**Required action:** Turn every line of the listing below into a numbered list, skipping blank lines and leaving the pictures out of your answer.

**Data entries:**

# # # #

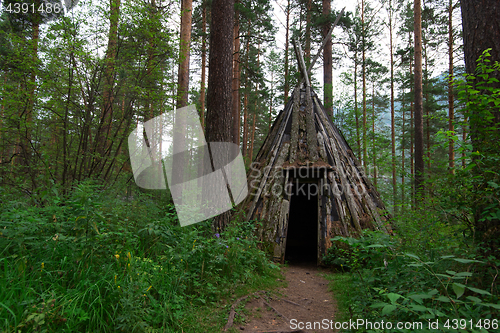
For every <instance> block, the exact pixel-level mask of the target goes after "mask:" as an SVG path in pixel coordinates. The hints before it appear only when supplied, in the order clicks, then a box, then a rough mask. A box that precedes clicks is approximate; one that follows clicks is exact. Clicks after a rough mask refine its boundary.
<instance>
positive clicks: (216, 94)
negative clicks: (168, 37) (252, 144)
mask: <svg viewBox="0 0 500 333" xmlns="http://www.w3.org/2000/svg"><path fill="white" fill-rule="evenodd" d="M233 29H234V0H213V2H212V20H211V25H210V56H209V68H208V91H207V126H206V139H207V142H232V133H233V132H232V128H231V127H232V121H231V116H232V105H233V103H232V97H233V96H232V79H233V66H232V64H233V40H234V36H233ZM230 217H231V215H230V211H228V212H225V213H223V214H221V215H219V216H217V217H215V219H214V224H213V230H214V231H217V232H220V231H222V230H224V229H225V228H226V226H227V225H228V223H229V220H230Z"/></svg>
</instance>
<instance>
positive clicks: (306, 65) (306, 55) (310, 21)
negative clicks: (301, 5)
mask: <svg viewBox="0 0 500 333" xmlns="http://www.w3.org/2000/svg"><path fill="white" fill-rule="evenodd" d="M311 7H312V0H307V8H306V10H307V13H306V45H305V47H304V58H305V59H304V60H305V62H306V68H309V64H310V63H311V24H312V22H311V14H312V9H311Z"/></svg>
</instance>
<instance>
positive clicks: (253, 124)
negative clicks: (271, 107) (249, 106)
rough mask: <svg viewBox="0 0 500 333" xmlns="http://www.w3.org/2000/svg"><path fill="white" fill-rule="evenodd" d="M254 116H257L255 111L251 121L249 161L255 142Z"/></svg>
mask: <svg viewBox="0 0 500 333" xmlns="http://www.w3.org/2000/svg"><path fill="white" fill-rule="evenodd" d="M256 111H257V110H256ZM256 116H257V113H254V114H253V122H252V141H251V142H250V161H252V160H253V144H254V142H255V119H256Z"/></svg>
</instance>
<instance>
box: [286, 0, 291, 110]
mask: <svg viewBox="0 0 500 333" xmlns="http://www.w3.org/2000/svg"><path fill="white" fill-rule="evenodd" d="M285 30H286V31H285V105H286V103H287V102H288V92H289V90H290V83H289V78H288V76H289V74H288V51H289V48H288V46H289V44H290V39H289V38H290V0H288V1H287V5H286V28H285Z"/></svg>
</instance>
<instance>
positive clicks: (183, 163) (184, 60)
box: [158, 0, 193, 204]
mask: <svg viewBox="0 0 500 333" xmlns="http://www.w3.org/2000/svg"><path fill="white" fill-rule="evenodd" d="M192 9H193V2H192V0H182V3H181V31H180V41H179V69H178V72H177V109H180V108H183V107H185V106H187V104H188V93H189V58H190V55H189V53H190V52H189V51H190V50H189V49H190V46H191V18H192ZM186 121H187V119H186V115H185V114H184V113H181V112H176V113H175V119H174V123H175V128H174V138H173V143H172V145H173V150H174V151H179V152H181V151H184V149H185V146H186V130H187V129H186ZM185 163H187V161H186V160H185V159H182V158H176V159H174V160H173V161H172V170H173V171H172V172H173V173H175V174H176V175H175V176H173V178H174V179H182V177H183V170H184V169H185ZM158 167H160V165H158ZM181 198H182V194H181V190H179V192H178V201H177V202H176V204H182V202H181Z"/></svg>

# # # #

**Solution below:**
1. For every <instance> block, the exact pixel-level mask of the target goes after "mask:" as an SVG path in pixel coordinates. The hints before it appear only when supplied, in the order clicks, then a box, then a rough mask. A box that precedes clicks is approximate; one that follows clicks is exact. Clicks after a rough mask refine its boundary.
2. <instance>
3. positive clicks: (216, 94)
4. negative clicks: (168, 37) (252, 144)
5. mask: <svg viewBox="0 0 500 333" xmlns="http://www.w3.org/2000/svg"><path fill="white" fill-rule="evenodd" d="M233 29H234V0H213V2H212V20H211V25H210V56H209V68H208V91H207V126H206V139H207V142H232V133H233V132H232V128H231V127H232V121H231V116H232V105H233V103H232V97H233V96H232V79H233V66H232V64H233V40H234V36H233ZM230 217H231V215H230V211H228V212H225V213H223V214H221V215H219V216H217V217H215V219H214V224H213V230H214V231H217V232H220V231H222V230H224V229H225V228H226V226H227V225H228V223H229V220H230Z"/></svg>
6. </instance>
7. <instance>
8. positive clicks: (306, 65) (306, 55) (310, 21)
9. negative clicks: (301, 5)
10. mask: <svg viewBox="0 0 500 333" xmlns="http://www.w3.org/2000/svg"><path fill="white" fill-rule="evenodd" d="M311 7H312V0H307V8H306V10H307V13H306V45H305V47H304V58H305V59H304V60H305V62H306V68H309V64H310V63H311V24H312V22H311V14H312V9H311Z"/></svg>
11. </instance>
12. <instance>
13. positive clicks: (253, 124)
14. negative clicks: (271, 107) (249, 106)
15. rough mask: <svg viewBox="0 0 500 333" xmlns="http://www.w3.org/2000/svg"><path fill="white" fill-rule="evenodd" d="M254 116H257L255 111L251 121L249 161L255 142Z"/></svg>
16. mask: <svg viewBox="0 0 500 333" xmlns="http://www.w3.org/2000/svg"><path fill="white" fill-rule="evenodd" d="M256 111H257V110H256ZM256 116H257V113H254V114H253V122H252V141H251V142H250V161H252V160H253V144H254V142H255V119H256Z"/></svg>
17. </instance>
18. <instance>
19. box: [286, 0, 291, 110]
20. mask: <svg viewBox="0 0 500 333" xmlns="http://www.w3.org/2000/svg"><path fill="white" fill-rule="evenodd" d="M285 30H286V31H285V105H286V103H287V102H288V92H289V90H290V83H289V78H288V76H289V74H288V51H289V48H288V46H289V44H290V39H289V38H290V0H288V1H287V5H286V28H285Z"/></svg>
21. </instance>
22. <instance>
23. positive clicks: (183, 163) (184, 60)
24. box: [158, 0, 193, 204]
25. mask: <svg viewBox="0 0 500 333" xmlns="http://www.w3.org/2000/svg"><path fill="white" fill-rule="evenodd" d="M192 9H193V2H192V0H182V3H181V31H180V41H179V69H178V72H177V109H180V108H183V107H185V106H187V104H188V93H189V58H190V55H189V53H190V52H189V51H190V50H189V49H190V46H191V18H192ZM186 121H187V119H186V115H185V114H184V113H181V112H176V113H175V119H174V123H175V128H174V138H173V143H172V145H173V150H174V151H179V152H181V151H184V149H185V146H186V130H187V129H186ZM185 163H187V161H186V160H185V159H182V158H176V159H174V160H173V161H172V170H173V171H172V172H173V173H175V174H176V175H175V176H173V178H174V179H182V177H183V170H184V169H185ZM158 167H160V165H158ZM181 198H182V194H181V190H179V192H178V201H177V202H176V204H182V202H181Z"/></svg>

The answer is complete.